WHAT YOU HAVE TO DO: Format the part of the items below that opens with the line containing "Given the following task — detect slate" and closes with the line containing "[399,200,424,233]" as a Markdown table. Use the columns Row and Line, number each line in order, and leave out blank lines.

EXERCISE MATERIALS:
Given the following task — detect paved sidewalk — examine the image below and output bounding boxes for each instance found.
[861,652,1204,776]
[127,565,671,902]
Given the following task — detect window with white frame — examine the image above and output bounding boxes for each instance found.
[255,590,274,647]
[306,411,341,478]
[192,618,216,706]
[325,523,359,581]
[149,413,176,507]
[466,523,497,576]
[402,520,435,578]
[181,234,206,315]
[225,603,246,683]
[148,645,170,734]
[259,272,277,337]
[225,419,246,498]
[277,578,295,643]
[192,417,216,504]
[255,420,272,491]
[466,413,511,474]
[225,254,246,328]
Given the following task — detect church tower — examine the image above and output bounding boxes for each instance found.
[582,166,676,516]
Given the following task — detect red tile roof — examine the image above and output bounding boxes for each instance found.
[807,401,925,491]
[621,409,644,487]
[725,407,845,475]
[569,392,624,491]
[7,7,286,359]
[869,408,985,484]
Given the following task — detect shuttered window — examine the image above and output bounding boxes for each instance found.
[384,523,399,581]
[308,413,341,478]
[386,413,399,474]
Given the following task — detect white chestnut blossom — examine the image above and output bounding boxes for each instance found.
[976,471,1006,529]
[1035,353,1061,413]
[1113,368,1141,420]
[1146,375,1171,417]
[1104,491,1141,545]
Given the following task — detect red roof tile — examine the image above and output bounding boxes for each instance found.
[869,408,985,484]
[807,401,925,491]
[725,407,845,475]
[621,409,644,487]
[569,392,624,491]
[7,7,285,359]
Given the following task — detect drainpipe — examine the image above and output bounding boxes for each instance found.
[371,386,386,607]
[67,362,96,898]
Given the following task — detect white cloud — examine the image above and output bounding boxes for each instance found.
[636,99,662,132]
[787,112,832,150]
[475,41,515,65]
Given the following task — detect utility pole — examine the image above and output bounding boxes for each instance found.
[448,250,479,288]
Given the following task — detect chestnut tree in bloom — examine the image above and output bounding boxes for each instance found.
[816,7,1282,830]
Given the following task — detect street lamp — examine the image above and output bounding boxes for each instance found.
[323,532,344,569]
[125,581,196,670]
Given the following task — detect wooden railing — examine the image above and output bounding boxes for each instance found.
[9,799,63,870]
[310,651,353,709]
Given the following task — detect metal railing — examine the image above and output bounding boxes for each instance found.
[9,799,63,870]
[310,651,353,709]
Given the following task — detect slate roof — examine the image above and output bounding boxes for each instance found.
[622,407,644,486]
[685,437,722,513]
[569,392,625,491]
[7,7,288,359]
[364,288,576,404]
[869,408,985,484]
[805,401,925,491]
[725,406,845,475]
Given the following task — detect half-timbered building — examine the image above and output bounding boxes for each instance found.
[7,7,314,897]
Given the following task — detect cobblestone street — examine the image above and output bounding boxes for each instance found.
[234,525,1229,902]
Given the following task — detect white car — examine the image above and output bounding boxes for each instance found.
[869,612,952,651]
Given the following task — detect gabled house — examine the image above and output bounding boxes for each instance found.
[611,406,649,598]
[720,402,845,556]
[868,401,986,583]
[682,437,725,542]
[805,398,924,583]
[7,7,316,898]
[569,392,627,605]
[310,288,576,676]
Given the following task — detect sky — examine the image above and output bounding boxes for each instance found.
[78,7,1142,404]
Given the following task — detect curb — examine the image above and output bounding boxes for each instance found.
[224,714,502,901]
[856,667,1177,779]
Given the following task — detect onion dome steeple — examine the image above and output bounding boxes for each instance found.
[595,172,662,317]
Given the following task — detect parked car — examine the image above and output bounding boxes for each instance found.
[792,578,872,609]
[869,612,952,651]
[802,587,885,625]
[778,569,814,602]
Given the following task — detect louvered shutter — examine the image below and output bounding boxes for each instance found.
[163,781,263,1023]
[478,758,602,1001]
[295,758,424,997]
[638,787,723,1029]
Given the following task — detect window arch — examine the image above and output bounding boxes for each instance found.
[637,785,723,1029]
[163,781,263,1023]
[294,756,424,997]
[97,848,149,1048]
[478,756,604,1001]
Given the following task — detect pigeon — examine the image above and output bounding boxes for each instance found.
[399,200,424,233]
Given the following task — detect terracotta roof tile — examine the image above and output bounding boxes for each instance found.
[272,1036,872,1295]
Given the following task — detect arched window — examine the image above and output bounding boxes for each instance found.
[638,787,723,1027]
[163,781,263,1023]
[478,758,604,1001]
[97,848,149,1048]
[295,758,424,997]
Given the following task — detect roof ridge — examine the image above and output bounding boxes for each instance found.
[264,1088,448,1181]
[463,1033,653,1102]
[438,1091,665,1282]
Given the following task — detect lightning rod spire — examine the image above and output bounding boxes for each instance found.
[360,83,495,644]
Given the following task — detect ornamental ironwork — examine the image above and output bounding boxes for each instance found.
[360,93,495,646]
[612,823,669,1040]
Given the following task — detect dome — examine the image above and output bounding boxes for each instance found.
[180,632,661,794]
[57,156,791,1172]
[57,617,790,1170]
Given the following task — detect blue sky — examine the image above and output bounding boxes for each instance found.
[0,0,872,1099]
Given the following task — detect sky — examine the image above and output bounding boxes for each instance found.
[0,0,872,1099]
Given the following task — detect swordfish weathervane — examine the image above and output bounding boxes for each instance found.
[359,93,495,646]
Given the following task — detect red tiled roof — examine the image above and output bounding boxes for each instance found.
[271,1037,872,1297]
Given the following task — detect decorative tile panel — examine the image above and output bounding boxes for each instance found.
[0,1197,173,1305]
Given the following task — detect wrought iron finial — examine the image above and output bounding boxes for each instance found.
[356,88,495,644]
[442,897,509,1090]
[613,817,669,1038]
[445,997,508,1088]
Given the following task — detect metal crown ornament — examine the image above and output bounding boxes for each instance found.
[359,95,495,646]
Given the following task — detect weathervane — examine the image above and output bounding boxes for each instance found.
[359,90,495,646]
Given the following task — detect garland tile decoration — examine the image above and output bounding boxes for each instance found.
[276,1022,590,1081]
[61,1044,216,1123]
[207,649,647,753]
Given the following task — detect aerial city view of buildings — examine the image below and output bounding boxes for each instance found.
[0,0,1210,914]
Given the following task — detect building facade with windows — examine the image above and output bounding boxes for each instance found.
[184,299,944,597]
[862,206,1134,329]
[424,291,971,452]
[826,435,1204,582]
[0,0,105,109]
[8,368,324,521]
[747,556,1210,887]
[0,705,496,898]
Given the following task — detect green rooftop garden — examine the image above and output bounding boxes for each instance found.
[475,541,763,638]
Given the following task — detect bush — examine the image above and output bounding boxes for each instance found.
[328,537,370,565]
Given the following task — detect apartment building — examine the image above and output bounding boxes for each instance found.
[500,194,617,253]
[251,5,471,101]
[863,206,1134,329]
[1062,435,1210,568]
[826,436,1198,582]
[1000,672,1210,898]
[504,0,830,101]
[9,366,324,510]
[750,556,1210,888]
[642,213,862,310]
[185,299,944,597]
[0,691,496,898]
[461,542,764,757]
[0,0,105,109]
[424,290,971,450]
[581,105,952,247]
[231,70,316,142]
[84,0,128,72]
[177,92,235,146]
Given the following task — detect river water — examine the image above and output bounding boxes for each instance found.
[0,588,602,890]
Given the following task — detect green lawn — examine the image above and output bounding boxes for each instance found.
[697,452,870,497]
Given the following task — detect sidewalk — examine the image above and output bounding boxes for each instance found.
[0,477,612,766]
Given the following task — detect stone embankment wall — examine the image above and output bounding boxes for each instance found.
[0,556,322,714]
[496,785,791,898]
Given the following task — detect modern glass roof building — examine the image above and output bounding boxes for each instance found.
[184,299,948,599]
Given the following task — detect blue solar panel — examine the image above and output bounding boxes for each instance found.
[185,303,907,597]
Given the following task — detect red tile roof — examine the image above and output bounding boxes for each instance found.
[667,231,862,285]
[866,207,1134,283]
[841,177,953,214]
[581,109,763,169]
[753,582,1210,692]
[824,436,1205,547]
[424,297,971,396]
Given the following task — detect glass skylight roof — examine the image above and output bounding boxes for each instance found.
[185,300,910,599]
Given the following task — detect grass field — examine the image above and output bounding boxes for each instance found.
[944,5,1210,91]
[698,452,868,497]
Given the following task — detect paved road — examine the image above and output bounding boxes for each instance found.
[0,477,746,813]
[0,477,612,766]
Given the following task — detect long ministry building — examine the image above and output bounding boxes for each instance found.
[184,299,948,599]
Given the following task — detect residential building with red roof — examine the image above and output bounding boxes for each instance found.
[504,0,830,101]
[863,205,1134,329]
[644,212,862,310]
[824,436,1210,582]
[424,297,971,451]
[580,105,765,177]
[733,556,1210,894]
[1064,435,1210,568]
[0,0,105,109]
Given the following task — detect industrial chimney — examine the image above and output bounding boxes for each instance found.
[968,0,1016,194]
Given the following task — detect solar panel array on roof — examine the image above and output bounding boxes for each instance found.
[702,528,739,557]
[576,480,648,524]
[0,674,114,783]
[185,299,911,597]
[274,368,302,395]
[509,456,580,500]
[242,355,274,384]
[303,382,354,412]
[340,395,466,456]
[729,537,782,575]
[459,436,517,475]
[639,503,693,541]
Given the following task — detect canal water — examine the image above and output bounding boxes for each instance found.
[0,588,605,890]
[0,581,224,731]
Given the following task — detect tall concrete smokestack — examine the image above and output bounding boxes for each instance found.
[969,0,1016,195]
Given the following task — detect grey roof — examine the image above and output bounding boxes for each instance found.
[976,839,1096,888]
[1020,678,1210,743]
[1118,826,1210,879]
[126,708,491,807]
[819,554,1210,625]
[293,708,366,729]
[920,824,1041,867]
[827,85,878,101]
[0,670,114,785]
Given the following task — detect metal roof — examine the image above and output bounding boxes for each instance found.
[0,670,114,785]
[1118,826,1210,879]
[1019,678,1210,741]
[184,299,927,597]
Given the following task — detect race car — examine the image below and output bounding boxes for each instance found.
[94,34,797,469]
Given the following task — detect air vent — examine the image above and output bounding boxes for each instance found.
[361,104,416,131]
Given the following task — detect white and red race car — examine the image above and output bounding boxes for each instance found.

TASK RESULT:
| Row | Line |
|---|---|
| 1 | Given the following task — detect slate roof — examine the image above and output bounding boxes for each instance found. |
| 2 | [622,407,644,486] |
| 3 | [685,437,722,513] |
| 4 | [569,392,625,491] |
| 5 | [7,7,288,359] |
| 6 | [364,288,576,404] |
| 7 | [869,408,985,484] |
| 8 | [805,401,925,491] |
| 9 | [725,406,845,475] |
| 10 | Given the following task — detect half-timbered building — examine the image above and output bounding boxes for each instance found. |
| 11 | [7,7,314,897] |
| 12 | Given the following task — detect cobblestone street — examine the image above and output bounding boxes for each instance found. |
| 13 | [234,525,1229,902] |
| 14 | Given the following task — detect white car — examine the image above and output bounding boxes for each instance found. |
| 15 | [869,612,952,651] |
| 16 | Given the following task — detect gabled house — examine the image above and output bounding boxes for each instance found. |
| 17 | [611,406,649,598] |
| 18 | [720,402,845,556] |
| 19 | [868,401,986,583] |
| 20 | [682,437,725,542] |
| 21 | [805,398,924,583] |
| 22 | [7,7,316,898] |
| 23 | [569,392,627,605] |
| 24 | [310,288,576,676] |
| 25 | Given the following task — detect sky — examine the image above and output bounding boxes for each instance found. |
| 26 | [78,7,1142,404] |
| 27 | Given the following task — detect curb — examine the image above and output bounding boxes for each instance found. |
| 28 | [224,714,502,901] |
| 29 | [856,667,1177,779] |
| 30 | Given the following task — detect onion dome steeple — examine the image above and output bounding boxes for each instance found. |
| 31 | [595,172,662,317] |
| 32 | Given the following task — detect parked car — examine the image above and output bounding boxes for each instance found. |
| 33 | [792,578,872,609] |
| 34 | [869,612,952,651] |
| 35 | [802,587,885,625] |
| 36 | [778,569,814,602] |
| 37 | Given the following task — detect louvered shutter — examine the image below and output bounding boxes for each instance found. |
| 38 | [163,781,263,1023] |
| 39 | [478,758,602,1001] |
| 40 | [295,758,424,997] |
| 41 | [638,787,723,1029] |
| 42 | Given the following task — detect window arch — examine the image above and output bounding boxes for each instance found. |
| 43 | [637,785,723,1029] |
| 44 | [163,781,263,1023] |
| 45 | [294,756,424,997] |
| 46 | [97,848,149,1048] |
| 47 | [478,756,604,1001] |
| 48 | Given the following task — detect pigeon — examine the image above and output bounding boxes for each instance found. |
| 49 | [399,200,424,233] |